INPUT DATA
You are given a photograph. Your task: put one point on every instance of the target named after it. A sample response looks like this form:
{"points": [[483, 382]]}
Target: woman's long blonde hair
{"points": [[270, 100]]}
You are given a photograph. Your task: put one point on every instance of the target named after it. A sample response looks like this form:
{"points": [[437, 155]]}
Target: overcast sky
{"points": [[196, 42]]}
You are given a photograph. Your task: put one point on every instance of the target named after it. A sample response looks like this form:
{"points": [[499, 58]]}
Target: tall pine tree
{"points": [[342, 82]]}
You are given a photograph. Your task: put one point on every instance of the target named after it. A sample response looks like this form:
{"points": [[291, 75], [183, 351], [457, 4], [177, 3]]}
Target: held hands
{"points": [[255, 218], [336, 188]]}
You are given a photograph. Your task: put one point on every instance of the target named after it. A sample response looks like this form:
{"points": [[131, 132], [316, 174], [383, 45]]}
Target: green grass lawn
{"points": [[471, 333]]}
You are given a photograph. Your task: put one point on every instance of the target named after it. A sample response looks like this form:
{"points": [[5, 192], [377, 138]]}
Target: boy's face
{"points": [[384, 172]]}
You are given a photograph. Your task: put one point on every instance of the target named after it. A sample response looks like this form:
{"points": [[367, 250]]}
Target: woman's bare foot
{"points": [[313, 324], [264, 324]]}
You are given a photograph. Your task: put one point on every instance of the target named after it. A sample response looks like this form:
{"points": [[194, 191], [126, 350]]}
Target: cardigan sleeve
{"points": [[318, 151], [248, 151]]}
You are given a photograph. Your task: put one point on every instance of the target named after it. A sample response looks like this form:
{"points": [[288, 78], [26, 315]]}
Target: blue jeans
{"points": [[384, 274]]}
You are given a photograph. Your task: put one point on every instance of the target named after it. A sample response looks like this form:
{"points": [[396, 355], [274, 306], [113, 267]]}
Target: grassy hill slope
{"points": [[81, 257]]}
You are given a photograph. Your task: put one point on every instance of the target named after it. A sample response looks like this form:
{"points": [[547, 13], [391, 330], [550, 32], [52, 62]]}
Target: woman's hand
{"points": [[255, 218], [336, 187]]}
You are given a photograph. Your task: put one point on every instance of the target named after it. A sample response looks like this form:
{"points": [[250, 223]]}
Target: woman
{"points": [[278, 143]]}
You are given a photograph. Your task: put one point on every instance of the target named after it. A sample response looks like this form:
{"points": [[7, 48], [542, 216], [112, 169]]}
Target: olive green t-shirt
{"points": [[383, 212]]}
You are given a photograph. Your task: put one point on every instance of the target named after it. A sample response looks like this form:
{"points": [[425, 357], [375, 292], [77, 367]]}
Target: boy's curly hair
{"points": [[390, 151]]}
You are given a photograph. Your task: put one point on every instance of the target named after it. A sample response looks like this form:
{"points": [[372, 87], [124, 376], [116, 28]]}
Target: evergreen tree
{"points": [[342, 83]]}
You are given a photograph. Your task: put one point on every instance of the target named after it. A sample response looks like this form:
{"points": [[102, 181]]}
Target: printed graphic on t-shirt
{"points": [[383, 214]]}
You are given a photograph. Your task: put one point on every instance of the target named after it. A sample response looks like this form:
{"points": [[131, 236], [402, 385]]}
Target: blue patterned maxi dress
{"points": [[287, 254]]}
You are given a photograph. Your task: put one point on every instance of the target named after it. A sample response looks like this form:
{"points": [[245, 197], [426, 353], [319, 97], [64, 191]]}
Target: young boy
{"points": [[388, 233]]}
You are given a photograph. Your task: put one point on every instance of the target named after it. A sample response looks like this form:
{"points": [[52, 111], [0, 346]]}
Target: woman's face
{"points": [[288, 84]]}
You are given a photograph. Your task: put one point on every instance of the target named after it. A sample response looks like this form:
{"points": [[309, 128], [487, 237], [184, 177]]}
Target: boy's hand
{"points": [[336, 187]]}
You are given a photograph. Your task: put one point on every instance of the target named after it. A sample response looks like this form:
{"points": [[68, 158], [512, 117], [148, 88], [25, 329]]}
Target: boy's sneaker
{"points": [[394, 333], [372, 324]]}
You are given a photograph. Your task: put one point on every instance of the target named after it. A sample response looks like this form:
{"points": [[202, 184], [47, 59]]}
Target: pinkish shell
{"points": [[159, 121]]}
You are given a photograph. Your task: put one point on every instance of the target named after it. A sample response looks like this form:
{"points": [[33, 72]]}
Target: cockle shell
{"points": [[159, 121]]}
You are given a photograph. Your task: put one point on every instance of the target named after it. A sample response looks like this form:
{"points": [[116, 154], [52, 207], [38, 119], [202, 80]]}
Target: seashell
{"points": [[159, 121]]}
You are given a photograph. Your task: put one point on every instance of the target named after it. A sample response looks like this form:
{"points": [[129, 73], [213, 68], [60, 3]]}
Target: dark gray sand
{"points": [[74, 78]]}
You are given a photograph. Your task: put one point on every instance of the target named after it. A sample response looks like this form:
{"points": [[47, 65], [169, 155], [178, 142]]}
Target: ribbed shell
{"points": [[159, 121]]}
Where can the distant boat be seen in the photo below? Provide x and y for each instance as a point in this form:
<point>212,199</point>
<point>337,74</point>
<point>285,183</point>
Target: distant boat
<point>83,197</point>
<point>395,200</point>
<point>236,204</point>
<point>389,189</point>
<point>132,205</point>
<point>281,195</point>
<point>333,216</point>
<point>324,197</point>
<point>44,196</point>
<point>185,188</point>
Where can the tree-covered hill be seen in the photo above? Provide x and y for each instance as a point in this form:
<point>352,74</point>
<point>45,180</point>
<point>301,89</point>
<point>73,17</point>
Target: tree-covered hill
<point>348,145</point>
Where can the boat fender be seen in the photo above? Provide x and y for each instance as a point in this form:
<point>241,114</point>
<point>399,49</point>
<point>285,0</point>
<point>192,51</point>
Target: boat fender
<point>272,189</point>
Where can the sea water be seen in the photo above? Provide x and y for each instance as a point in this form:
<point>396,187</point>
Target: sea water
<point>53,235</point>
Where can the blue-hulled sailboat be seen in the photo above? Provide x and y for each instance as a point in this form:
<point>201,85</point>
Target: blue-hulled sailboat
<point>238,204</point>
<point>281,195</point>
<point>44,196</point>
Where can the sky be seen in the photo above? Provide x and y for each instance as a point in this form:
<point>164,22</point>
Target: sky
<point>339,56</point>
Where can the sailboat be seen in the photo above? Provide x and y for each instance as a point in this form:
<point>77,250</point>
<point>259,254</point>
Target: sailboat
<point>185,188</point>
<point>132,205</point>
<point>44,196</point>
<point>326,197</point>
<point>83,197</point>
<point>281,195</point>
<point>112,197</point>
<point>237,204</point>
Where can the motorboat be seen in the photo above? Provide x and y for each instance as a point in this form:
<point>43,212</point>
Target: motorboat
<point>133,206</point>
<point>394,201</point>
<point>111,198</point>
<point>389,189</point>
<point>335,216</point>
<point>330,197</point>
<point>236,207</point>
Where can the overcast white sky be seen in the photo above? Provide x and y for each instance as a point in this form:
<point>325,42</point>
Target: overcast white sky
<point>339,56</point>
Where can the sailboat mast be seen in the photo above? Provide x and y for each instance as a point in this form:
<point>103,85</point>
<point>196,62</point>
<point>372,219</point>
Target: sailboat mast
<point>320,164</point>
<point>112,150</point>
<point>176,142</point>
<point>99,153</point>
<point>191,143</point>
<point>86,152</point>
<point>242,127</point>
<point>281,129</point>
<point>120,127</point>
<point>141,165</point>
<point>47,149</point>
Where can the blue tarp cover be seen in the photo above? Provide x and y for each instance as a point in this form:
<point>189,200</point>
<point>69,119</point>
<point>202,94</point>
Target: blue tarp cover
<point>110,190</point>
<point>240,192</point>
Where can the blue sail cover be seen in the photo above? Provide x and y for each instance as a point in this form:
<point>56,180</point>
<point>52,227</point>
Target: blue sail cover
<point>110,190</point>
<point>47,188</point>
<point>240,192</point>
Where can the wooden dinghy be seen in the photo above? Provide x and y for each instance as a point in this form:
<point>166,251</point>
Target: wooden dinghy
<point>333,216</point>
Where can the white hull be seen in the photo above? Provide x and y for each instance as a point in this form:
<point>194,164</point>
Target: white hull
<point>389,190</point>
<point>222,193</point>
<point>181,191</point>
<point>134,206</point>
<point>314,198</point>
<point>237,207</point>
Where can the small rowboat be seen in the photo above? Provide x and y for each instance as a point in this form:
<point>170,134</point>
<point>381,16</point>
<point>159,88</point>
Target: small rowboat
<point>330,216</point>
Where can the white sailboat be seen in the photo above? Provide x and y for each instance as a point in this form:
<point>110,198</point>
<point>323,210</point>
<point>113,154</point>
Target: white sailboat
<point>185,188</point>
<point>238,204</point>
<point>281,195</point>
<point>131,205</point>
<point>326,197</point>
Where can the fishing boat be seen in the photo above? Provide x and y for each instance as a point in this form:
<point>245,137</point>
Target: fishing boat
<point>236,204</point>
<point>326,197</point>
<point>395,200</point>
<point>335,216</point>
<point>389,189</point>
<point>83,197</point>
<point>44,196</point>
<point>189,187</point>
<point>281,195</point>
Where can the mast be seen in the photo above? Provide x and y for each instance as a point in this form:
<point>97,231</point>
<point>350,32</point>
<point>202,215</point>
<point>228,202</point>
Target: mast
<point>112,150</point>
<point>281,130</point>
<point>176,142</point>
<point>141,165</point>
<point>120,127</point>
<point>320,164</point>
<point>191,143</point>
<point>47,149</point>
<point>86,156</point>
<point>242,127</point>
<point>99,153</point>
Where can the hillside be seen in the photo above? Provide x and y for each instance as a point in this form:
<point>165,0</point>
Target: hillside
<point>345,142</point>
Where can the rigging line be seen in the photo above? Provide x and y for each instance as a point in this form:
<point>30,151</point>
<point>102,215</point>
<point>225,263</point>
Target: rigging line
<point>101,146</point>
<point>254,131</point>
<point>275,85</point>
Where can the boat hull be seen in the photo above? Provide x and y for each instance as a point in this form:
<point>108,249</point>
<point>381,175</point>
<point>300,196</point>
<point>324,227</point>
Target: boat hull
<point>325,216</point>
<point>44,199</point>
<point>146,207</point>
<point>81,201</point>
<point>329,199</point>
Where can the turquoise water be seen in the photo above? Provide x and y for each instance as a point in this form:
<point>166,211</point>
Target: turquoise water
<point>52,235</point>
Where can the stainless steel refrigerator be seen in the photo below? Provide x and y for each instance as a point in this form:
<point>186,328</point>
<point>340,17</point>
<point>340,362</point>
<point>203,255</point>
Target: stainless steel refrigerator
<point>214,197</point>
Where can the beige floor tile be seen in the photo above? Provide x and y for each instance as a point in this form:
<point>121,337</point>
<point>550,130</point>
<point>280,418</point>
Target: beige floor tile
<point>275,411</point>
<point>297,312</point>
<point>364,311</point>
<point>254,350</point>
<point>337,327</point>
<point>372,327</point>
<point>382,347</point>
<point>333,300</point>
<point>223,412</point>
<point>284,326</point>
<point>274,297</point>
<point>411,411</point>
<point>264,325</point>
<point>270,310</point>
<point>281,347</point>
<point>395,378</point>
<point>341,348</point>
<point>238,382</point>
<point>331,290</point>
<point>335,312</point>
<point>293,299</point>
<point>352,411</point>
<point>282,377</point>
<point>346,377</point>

DIRECTIONS FOR THIS TASK
Copy out every line of the data where the word "below" occurs.

RESPONSE FOR THIS EXERCISE
Where can the distant boat be seen in the photo below? Provide x and y for each instance as a point in this form:
Where can the stainless steel refrigerator be seen in the photo below? Provide x and y for each instance as a point in this form:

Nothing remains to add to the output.